**Document section**
┌──
EMPLOYMENT APPEAL TRIBUNAL
58 VICTORIA EMBANKMENT, LONDON EC4Y 0DS
             At the Tribunal
             On 18 December 2001

Before

HIS HONOUR JUDGE D M LEVY QC

MR J HOUGHAM CBE

MR W MORRIS



MR J A CAMERON APPELLANT

KURT MUELLER (UK) LTD RESPONDENT


Transcript of Proceedings

JUDGMENT

Revised

© Copyright 2001


    APPEARANCES

     

    For the Appellant MR C SPRATT
    (of Counsel)
    Instructed by:
    Mr Jeremy N Young
    Messrs Baily Gibson
    Solicitors
    30 High Street
    High Wycombe
    Bucks HP11 2AG
    For the Respondent MR T LINDEN
    (of Counsel)
    Instructed by:
    Mr P Schofield
    Engineering Employers Federation
    Broadway House
    Tothill Street
    London SW1H 9NQ


     

    JUDGE D M LEVY QC

  1. By an Originating Application dated 30 March 2000, Mr J A Cameron ("the Appellant") complained that he had been unfairly dismissed and that, Kurt Mueller (UK) Ltd ("the Respondent") were in breach of contract. The IT3 by the Respondent was submitted on 25 April 2000.
  2. There was a hearing of the Appellant's complaint before an Employment Tribunal sitting in Reading on 20 July 2000. The Decision was promulgated on 4 August 2000; the Decision was that the Appellant succeeded on his claim for unfair dismissal; compensation was assessed and awarded.
  3. An appeal from that Decision dated 15 September 2000 came for a preliminary hearing before a panel headed by Miss Recorder Slade QC. She found, with her colleagues, that there was an arguable case and sought the Chairman's notes for the benefit of the appeal, which we have heard today. Mr Spratt appeared at the Court below on behalf of the Appellant, and he has appeared before us today. Mr Linden, on this occasion, appears for the Respondent.
  4. It seems to be common ground that the appeal raises four matters. First, whether the Employment Tribunal considered whether it should make a reduction as considered in Polkey -v- A E Dayton Services Ltd [1988] AC 344 and decided to make one. Secondly, a complaint about the extent of the reduction which was made. Third, a complaint about the finding that the Appellant would retire at the age of sixty two, and fourth, a complaint about the finding that the Appellant would receive income from self-employment for twelve months.
  5. As to the first issue, which really forms the springboard for the others, Mr Spratt submitted that there was no evidence on which the Tribunal could have made its findings on Polkey. It was put this way by Miss Recorder Slade:
  6. "5 The grounds of appeal challenge the approach of the Employment Tribunal in considering itself obliged to apply a percentage reduction to the compensation and to consider a percentage likelihood that the dismissal would have happened in any event had proper enquiries been made as to whether there was alternative employment which could have been offered to the Appellant, having regard to the likelihood that he would have accepted that employment. The point is made that there is no material finding of fact upon which the Tribunal could base its finding in paragraph 16 and the reduction by two thirds of the compensatory award"

    We have had the advantage, which the panel hearing the preliminary appeal did not, of seeing the notes of evidence and not only the notes of evidence, but the witness statements which preceded the hearing before the Tribunal. It is clear to us because we have been taken to the appropriate passages, that there was material from which such findings of fact were made and could be made in the circumstances of the case.
└──
**Task material**
┌──
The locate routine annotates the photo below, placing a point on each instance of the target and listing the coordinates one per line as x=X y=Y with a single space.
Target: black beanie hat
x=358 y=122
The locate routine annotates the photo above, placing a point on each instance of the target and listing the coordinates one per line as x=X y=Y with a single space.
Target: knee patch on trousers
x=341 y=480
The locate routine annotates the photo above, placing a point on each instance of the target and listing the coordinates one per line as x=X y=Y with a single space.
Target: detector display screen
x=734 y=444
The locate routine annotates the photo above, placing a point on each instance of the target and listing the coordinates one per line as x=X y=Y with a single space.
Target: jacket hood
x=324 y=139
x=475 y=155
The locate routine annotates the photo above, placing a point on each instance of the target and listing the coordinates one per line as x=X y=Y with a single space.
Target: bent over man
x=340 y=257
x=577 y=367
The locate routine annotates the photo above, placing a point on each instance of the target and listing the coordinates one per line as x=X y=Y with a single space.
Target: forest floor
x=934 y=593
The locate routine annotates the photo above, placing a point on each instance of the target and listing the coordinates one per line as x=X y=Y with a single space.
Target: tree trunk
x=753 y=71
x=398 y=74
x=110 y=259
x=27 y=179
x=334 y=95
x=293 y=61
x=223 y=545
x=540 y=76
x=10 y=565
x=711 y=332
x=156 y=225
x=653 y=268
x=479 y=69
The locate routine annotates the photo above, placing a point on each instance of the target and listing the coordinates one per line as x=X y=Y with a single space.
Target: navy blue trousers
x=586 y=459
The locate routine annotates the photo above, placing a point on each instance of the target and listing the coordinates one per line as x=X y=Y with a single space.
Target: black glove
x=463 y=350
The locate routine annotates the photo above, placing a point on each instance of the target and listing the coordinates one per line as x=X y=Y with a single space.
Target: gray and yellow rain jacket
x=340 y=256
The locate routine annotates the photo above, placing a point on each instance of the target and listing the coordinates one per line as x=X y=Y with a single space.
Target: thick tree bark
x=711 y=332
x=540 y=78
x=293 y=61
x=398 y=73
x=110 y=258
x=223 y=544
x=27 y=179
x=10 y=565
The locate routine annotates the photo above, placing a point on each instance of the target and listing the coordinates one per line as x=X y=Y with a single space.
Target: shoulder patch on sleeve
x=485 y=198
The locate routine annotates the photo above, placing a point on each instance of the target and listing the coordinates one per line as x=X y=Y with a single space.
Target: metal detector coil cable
└──
┌──
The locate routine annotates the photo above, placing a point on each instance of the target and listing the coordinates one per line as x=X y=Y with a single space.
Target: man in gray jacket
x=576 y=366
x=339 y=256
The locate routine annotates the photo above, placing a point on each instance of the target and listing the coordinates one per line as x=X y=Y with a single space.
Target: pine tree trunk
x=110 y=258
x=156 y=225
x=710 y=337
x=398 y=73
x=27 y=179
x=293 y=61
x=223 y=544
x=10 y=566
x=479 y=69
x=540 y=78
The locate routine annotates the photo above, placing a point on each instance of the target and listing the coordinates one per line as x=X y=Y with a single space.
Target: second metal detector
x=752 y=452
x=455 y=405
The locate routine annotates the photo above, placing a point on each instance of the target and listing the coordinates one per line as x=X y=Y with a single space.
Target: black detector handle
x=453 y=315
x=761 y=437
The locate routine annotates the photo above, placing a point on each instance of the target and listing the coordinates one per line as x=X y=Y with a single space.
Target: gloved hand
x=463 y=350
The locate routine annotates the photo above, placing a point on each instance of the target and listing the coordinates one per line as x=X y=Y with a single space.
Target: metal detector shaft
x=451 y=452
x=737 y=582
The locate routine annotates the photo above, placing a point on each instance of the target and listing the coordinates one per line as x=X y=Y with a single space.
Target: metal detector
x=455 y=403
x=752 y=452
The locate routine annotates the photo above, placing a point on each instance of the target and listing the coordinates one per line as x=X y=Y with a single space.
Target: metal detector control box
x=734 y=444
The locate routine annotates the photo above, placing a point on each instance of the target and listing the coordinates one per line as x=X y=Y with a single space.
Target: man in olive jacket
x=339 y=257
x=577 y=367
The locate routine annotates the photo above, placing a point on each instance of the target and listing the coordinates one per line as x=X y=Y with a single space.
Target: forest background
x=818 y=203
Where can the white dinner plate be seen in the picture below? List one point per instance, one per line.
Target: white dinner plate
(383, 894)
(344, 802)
└──
┌──
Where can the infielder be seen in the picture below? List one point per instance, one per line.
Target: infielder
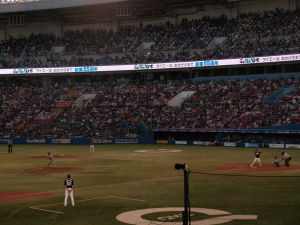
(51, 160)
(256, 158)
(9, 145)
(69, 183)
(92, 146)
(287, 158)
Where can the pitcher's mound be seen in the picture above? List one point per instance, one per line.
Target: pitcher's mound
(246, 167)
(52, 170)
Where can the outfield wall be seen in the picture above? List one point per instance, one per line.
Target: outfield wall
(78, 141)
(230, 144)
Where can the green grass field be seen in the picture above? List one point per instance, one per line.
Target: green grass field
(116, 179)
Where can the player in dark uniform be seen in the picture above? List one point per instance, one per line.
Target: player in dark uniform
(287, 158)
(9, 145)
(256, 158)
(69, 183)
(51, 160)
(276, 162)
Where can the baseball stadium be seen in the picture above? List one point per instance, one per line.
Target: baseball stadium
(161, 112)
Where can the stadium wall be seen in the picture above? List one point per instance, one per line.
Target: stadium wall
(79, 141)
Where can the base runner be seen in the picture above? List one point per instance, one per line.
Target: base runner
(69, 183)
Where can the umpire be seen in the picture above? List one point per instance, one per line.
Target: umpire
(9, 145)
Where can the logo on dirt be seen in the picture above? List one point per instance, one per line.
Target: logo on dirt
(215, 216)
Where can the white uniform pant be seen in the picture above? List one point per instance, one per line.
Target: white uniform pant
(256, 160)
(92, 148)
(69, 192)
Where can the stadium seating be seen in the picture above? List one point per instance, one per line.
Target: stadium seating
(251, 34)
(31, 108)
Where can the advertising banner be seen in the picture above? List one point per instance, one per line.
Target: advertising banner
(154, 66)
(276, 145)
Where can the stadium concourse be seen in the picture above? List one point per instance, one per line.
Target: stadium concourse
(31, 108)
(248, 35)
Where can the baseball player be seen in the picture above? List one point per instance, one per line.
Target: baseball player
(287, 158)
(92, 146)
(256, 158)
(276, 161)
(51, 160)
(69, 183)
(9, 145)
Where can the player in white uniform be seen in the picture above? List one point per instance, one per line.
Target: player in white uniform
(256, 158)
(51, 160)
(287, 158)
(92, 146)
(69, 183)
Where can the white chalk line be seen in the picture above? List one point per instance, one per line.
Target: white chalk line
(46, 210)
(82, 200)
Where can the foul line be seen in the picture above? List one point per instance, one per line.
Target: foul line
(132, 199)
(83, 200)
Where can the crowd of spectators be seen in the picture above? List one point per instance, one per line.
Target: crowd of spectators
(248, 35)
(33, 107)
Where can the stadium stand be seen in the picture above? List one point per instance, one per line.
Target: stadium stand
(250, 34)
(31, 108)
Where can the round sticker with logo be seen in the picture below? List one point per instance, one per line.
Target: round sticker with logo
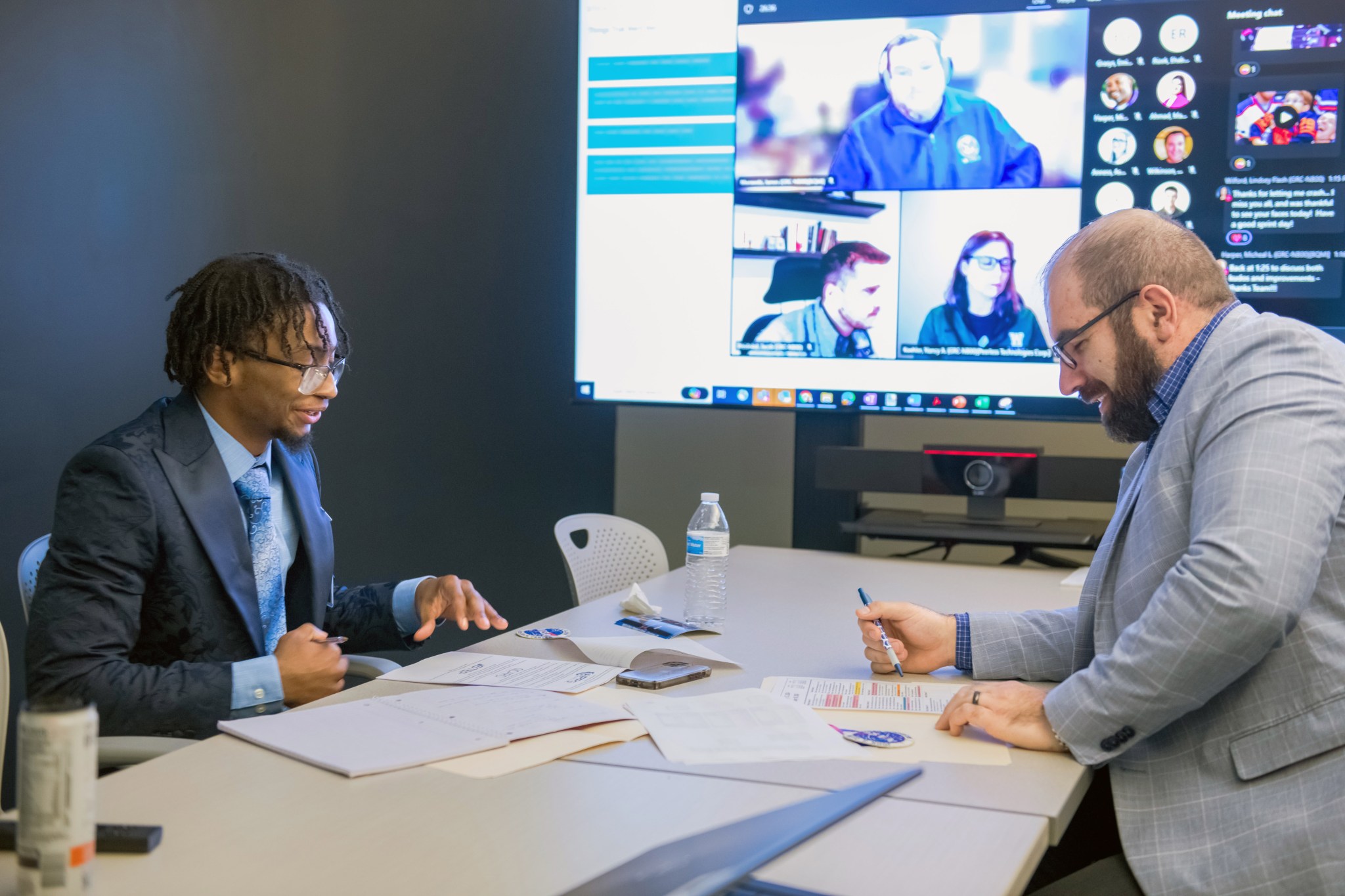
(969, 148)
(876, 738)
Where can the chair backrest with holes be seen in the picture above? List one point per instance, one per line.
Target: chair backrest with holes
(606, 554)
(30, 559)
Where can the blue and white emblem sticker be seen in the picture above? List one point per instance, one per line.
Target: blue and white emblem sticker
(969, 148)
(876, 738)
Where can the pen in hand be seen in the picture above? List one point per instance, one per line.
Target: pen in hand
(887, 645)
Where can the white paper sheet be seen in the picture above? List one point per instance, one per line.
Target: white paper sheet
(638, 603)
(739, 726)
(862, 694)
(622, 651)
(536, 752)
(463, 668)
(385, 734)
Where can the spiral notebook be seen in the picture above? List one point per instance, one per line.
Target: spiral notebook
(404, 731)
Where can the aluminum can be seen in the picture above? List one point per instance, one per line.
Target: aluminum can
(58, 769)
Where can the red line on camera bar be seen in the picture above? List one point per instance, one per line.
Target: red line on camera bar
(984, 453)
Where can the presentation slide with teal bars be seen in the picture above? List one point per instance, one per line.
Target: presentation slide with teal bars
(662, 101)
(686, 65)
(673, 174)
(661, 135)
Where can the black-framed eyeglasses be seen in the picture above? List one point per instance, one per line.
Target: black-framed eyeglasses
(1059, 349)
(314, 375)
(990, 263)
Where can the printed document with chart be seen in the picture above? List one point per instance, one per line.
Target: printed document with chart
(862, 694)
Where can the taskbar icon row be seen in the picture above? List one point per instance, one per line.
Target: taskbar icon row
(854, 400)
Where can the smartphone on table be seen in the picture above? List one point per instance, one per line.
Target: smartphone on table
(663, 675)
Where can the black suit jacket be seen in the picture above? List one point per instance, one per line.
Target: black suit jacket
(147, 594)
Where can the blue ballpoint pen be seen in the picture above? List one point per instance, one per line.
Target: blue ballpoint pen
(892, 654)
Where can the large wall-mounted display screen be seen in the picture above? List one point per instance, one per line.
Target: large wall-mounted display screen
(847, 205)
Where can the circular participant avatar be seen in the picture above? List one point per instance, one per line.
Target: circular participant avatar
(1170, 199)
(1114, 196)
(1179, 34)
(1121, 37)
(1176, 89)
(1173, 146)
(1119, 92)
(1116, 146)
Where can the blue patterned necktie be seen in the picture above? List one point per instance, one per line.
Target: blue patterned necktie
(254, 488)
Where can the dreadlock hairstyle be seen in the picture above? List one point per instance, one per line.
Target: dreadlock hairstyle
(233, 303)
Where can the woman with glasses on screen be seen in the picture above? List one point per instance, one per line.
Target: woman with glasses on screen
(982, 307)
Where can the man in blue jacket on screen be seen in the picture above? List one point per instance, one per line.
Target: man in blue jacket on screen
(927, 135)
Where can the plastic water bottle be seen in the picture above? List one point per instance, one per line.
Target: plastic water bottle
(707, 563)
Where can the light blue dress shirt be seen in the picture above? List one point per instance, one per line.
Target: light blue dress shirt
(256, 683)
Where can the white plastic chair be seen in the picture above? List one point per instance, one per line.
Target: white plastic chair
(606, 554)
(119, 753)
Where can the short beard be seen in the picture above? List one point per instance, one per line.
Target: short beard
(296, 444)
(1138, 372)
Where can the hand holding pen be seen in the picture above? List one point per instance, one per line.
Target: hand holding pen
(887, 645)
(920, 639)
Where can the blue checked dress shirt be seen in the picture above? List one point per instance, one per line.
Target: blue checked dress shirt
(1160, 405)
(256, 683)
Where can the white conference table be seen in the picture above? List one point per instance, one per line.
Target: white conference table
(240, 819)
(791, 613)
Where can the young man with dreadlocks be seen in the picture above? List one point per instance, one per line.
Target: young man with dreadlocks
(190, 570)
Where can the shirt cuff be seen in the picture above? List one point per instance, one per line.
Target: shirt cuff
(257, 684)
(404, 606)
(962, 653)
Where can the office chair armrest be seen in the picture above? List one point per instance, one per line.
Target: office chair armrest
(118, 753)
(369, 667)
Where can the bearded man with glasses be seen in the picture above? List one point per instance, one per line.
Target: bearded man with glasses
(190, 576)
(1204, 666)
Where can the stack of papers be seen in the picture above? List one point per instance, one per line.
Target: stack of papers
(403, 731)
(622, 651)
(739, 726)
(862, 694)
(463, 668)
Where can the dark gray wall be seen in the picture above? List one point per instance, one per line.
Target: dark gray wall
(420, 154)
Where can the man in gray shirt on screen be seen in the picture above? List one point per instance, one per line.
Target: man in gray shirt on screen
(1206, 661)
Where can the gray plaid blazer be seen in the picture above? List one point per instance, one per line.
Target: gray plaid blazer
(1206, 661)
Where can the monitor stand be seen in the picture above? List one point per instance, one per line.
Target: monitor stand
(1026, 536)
└──
**Parts of the exercise**
1 – Answer these questions from the tribunal judgment:
(a) In which town did the Employment Tribunal sit for the hearing on 20 July 2000?
(b) Which counsel appeared for the Respondent?
(c) At what age did the Tribunal find the Appellant would retire?
2 – Please reproduce the lines of the listing, starting with the line that contains "The locate routine annotates the photo below, placing" and going on through the line that contains "x=341 y=480".

**Set of answers**
1 –
(a) Reading
(b) Mr T Linden
(c) Sixty two

2 –
The locate routine annotates the photo below, placing a point on each instance of the target and listing the coordinates one per line as x=X y=Y with a single space.
Target: black beanie hat
x=358 y=122
The locate routine annotates the photo above, placing a point on each instance of the target and listing the coordinates one per line as x=X y=Y with a single space.
Target: knee patch on trousers
x=341 y=480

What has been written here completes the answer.